The researchers noted that the shortage of cell sources and the difficulties of cryopreservation have limited the clinical application of cell based therapies. Stem or progenitor cells have been considered candidate cells because they can expand in vitro and can be cryopreserved for a long time.

However, after transplantation into liver injured rats, the researchers found that stem/progenitor cells did not survive well and most of the transplanted cells had disappeared within two months. In contrast, the mature hepatocytes gradually repopulated the rat livers and continued doing so past one year.

The researchers noted that the sizes of the hepatocytes were not uniform.

"Unexpectedly, the small hepatocytes repopulated significantly less well than the larger ones," explained Dr. Mitaka. "We also found that serial transplantation did not enhance nor diminish the repopulation capacity of the cells to any significant degree."

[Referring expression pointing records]
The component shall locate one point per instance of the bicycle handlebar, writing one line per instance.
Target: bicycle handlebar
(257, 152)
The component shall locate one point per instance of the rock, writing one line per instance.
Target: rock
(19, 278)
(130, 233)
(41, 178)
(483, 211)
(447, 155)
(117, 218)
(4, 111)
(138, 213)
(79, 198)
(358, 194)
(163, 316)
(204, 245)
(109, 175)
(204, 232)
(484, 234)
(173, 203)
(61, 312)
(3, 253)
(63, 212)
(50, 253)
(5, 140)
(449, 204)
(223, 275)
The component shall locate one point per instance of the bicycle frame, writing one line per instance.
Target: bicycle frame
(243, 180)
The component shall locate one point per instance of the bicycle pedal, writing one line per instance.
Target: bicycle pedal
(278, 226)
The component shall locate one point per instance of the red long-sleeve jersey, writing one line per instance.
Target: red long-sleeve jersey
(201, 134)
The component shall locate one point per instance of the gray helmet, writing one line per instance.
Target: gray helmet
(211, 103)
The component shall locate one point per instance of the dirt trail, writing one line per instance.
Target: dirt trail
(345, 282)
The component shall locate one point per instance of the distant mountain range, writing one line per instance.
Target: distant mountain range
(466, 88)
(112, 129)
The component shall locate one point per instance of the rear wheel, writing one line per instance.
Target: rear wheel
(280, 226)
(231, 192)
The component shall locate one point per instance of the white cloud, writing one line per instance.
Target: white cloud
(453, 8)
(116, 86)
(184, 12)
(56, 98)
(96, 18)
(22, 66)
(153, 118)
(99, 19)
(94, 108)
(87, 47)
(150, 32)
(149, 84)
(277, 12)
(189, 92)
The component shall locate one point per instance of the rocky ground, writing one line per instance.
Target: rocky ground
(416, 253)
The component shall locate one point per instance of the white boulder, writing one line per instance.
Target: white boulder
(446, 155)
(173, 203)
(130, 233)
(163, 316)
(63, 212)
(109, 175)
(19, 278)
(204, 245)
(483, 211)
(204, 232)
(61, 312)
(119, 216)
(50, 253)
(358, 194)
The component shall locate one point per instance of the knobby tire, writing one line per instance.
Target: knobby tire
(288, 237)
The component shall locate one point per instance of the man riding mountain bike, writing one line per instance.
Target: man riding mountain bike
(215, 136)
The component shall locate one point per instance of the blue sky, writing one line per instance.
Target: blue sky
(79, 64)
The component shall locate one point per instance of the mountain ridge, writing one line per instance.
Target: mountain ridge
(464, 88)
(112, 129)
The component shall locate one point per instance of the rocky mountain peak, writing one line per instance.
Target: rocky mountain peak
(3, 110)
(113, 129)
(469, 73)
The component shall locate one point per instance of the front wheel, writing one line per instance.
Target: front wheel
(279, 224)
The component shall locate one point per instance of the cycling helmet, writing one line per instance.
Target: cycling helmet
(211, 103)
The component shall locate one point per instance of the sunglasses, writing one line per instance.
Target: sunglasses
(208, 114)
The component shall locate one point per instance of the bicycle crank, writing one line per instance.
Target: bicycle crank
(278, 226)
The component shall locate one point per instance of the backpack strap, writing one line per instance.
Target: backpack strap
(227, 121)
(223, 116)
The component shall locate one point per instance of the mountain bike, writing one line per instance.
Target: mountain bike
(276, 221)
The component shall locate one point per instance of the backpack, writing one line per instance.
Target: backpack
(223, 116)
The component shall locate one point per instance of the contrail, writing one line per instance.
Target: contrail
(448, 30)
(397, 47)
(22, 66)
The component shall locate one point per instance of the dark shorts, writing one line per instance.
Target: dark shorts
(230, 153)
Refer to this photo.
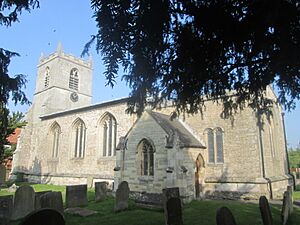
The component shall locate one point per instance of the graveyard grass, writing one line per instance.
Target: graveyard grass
(194, 213)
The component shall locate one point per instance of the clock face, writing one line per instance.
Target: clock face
(74, 97)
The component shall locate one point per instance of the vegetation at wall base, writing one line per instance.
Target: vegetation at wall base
(194, 213)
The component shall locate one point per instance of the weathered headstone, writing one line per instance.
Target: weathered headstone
(44, 217)
(170, 193)
(6, 207)
(265, 211)
(285, 208)
(225, 217)
(52, 200)
(173, 213)
(13, 188)
(291, 200)
(167, 194)
(23, 202)
(37, 202)
(100, 191)
(76, 195)
(122, 195)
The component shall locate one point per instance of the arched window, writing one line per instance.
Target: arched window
(79, 133)
(55, 133)
(219, 144)
(215, 145)
(210, 146)
(47, 77)
(108, 135)
(74, 79)
(146, 153)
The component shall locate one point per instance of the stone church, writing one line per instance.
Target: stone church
(68, 141)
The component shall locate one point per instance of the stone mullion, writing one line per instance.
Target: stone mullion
(104, 138)
(114, 137)
(107, 139)
(76, 142)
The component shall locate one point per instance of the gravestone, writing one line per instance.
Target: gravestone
(122, 195)
(76, 195)
(23, 202)
(285, 208)
(225, 217)
(265, 211)
(173, 213)
(37, 202)
(291, 200)
(170, 193)
(52, 200)
(44, 217)
(100, 191)
(6, 207)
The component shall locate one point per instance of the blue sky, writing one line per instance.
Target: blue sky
(70, 22)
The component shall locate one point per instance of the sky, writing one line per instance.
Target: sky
(71, 23)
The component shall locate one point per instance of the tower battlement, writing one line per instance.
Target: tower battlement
(59, 53)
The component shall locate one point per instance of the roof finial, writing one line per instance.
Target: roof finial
(42, 56)
(59, 49)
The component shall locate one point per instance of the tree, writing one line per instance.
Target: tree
(10, 86)
(187, 50)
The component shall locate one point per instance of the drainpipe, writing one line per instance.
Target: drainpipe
(262, 155)
(286, 152)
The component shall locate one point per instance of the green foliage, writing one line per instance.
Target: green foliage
(194, 213)
(294, 157)
(187, 51)
(7, 127)
(14, 7)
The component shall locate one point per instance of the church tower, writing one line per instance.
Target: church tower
(63, 82)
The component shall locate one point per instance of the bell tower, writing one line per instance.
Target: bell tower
(63, 82)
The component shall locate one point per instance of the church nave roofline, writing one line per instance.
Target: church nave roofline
(85, 108)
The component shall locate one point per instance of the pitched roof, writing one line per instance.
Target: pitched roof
(173, 127)
(13, 138)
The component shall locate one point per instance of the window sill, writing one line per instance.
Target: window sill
(53, 160)
(106, 158)
(77, 159)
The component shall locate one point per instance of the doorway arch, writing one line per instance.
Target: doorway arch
(199, 175)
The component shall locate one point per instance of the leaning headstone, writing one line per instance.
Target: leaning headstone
(265, 211)
(225, 217)
(76, 195)
(173, 214)
(13, 188)
(80, 212)
(6, 206)
(122, 195)
(285, 208)
(44, 217)
(291, 200)
(100, 191)
(37, 202)
(52, 200)
(23, 202)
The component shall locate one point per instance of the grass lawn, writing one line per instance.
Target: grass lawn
(194, 213)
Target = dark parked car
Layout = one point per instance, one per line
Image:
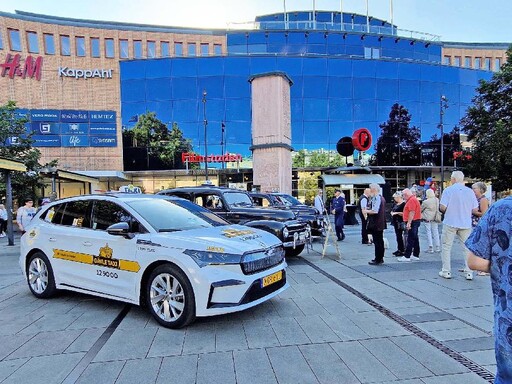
(285, 201)
(237, 207)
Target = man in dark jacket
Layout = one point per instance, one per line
(376, 212)
(338, 210)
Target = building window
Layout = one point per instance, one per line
(178, 49)
(497, 64)
(191, 49)
(80, 46)
(205, 49)
(109, 48)
(151, 49)
(95, 47)
(14, 40)
(33, 44)
(487, 64)
(137, 49)
(164, 49)
(65, 46)
(123, 49)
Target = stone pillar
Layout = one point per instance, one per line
(271, 132)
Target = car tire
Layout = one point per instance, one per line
(293, 252)
(170, 297)
(40, 276)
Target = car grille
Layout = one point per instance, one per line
(259, 261)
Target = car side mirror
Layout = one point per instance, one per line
(120, 229)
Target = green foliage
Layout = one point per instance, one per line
(24, 184)
(166, 144)
(398, 144)
(488, 125)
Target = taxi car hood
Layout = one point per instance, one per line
(235, 239)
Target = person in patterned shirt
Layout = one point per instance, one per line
(491, 251)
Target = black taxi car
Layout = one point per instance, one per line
(236, 207)
(285, 201)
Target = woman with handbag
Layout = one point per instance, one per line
(431, 217)
(397, 220)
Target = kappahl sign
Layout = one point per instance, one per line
(79, 73)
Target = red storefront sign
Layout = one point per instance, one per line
(193, 158)
(12, 67)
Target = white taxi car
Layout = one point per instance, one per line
(178, 259)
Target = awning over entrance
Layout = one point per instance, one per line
(353, 179)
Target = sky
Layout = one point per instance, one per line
(453, 20)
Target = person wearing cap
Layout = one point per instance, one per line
(338, 210)
(25, 214)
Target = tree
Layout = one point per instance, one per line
(488, 124)
(16, 144)
(398, 143)
(167, 145)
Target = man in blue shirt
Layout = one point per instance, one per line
(491, 251)
(338, 210)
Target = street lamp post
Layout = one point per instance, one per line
(205, 122)
(443, 106)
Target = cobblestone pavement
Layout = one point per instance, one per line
(341, 321)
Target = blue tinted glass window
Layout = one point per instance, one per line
(409, 90)
(316, 131)
(184, 87)
(137, 49)
(49, 44)
(205, 47)
(340, 87)
(340, 109)
(109, 48)
(158, 68)
(133, 90)
(95, 47)
(315, 86)
(65, 48)
(213, 85)
(340, 67)
(315, 109)
(158, 89)
(387, 89)
(315, 66)
(164, 49)
(211, 66)
(80, 46)
(178, 49)
(15, 40)
(191, 49)
(364, 88)
(123, 49)
(151, 49)
(184, 67)
(186, 111)
(33, 43)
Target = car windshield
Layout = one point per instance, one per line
(238, 199)
(175, 215)
(290, 200)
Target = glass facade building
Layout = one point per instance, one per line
(345, 76)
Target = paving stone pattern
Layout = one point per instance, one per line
(315, 332)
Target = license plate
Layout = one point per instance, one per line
(271, 279)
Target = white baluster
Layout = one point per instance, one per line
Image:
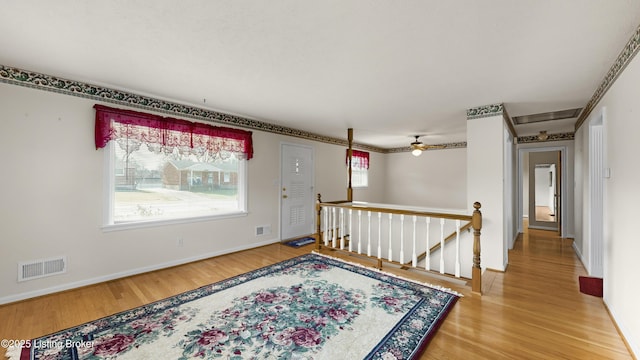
(390, 240)
(342, 229)
(369, 233)
(442, 246)
(402, 238)
(379, 235)
(334, 234)
(359, 231)
(350, 232)
(414, 257)
(427, 260)
(457, 248)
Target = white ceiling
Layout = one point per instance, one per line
(389, 69)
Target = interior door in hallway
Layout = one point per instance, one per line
(544, 190)
(296, 192)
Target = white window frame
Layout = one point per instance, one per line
(109, 193)
(364, 173)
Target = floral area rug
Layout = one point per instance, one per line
(309, 307)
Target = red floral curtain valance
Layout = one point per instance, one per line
(167, 134)
(359, 159)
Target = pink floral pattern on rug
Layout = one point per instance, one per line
(285, 320)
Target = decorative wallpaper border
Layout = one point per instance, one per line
(485, 111)
(551, 137)
(624, 58)
(458, 145)
(15, 76)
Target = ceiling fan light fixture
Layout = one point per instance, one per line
(543, 136)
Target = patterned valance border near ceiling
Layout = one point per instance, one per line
(550, 137)
(15, 76)
(485, 111)
(624, 58)
(458, 145)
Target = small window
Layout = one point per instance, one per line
(359, 168)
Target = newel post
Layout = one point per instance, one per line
(476, 274)
(318, 217)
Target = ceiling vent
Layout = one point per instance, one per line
(550, 116)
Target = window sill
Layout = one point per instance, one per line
(157, 223)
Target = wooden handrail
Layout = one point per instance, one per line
(446, 240)
(474, 220)
(358, 206)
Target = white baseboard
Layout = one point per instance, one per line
(579, 253)
(122, 274)
(619, 322)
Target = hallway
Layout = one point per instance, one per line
(534, 310)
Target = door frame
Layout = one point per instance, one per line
(556, 197)
(311, 205)
(563, 184)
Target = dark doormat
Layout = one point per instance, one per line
(590, 285)
(301, 242)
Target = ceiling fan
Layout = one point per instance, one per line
(417, 147)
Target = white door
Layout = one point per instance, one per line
(296, 191)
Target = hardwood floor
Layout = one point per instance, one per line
(534, 310)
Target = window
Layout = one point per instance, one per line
(163, 169)
(359, 168)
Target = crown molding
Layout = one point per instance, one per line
(624, 58)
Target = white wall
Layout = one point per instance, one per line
(485, 179)
(622, 196)
(52, 198)
(435, 179)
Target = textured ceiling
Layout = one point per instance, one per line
(388, 69)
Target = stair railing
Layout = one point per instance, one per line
(383, 233)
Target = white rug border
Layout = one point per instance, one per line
(436, 287)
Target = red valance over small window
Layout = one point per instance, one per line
(359, 159)
(167, 134)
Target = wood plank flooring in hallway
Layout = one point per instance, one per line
(534, 310)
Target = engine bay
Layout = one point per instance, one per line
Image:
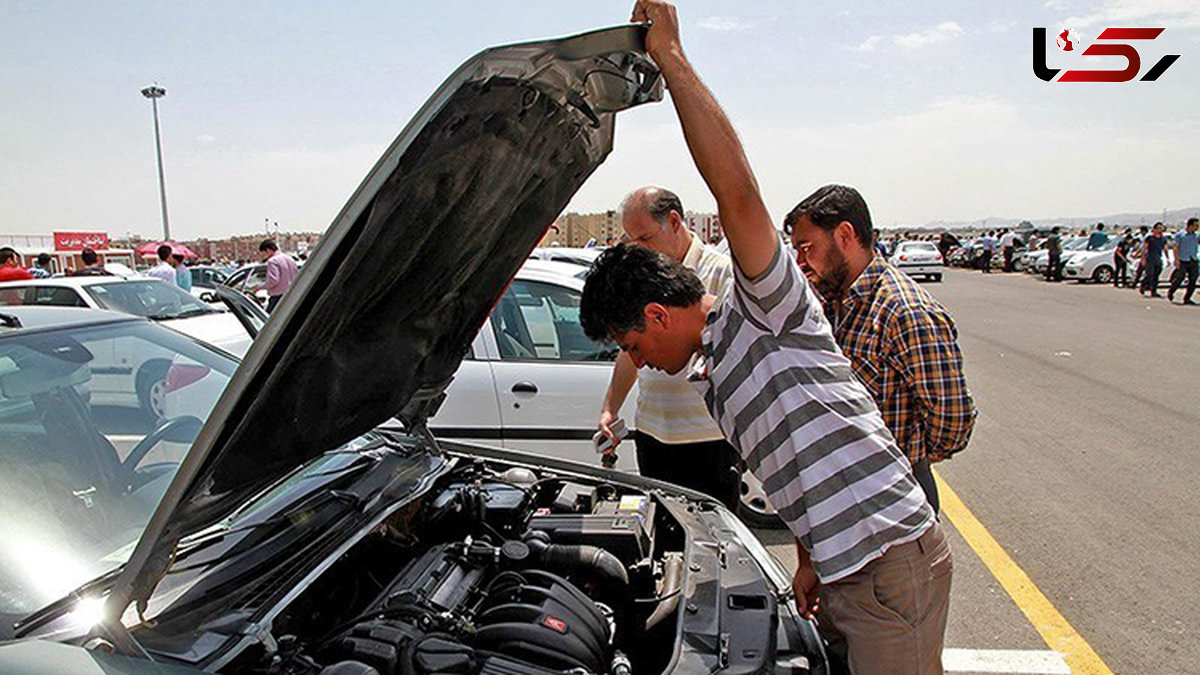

* About this task:
Repeat the text on liver cell transplantation in rats word for word, in full.

* Solution to this exercise:
The researchers noted that the shortage of cell sources and the difficulties of cryopreservation have limited the clinical application of cell based therapies. Stem or progenitor cells have been considered candidate cells because they can expand in vitro and can be cryopreserved for a long time.

However, after transplantation into liver injured rats, the researchers found that stem/progenitor cells did not survive well and most of the transplanted cells had disappeared within two months. In contrast, the mature hepatocytes gradually repopulated the rat livers and continued doing so past one year.

The researchers noted that the sizes of the hepatocytes were not uniform.

"Unexpectedly, the small hepatocytes repopulated significantly less well than the larger ones," explained Dr. Mitaka. "We also found that serial transplantation did not enhance nor diminish the repopulation capacity of the cells to any significant degree."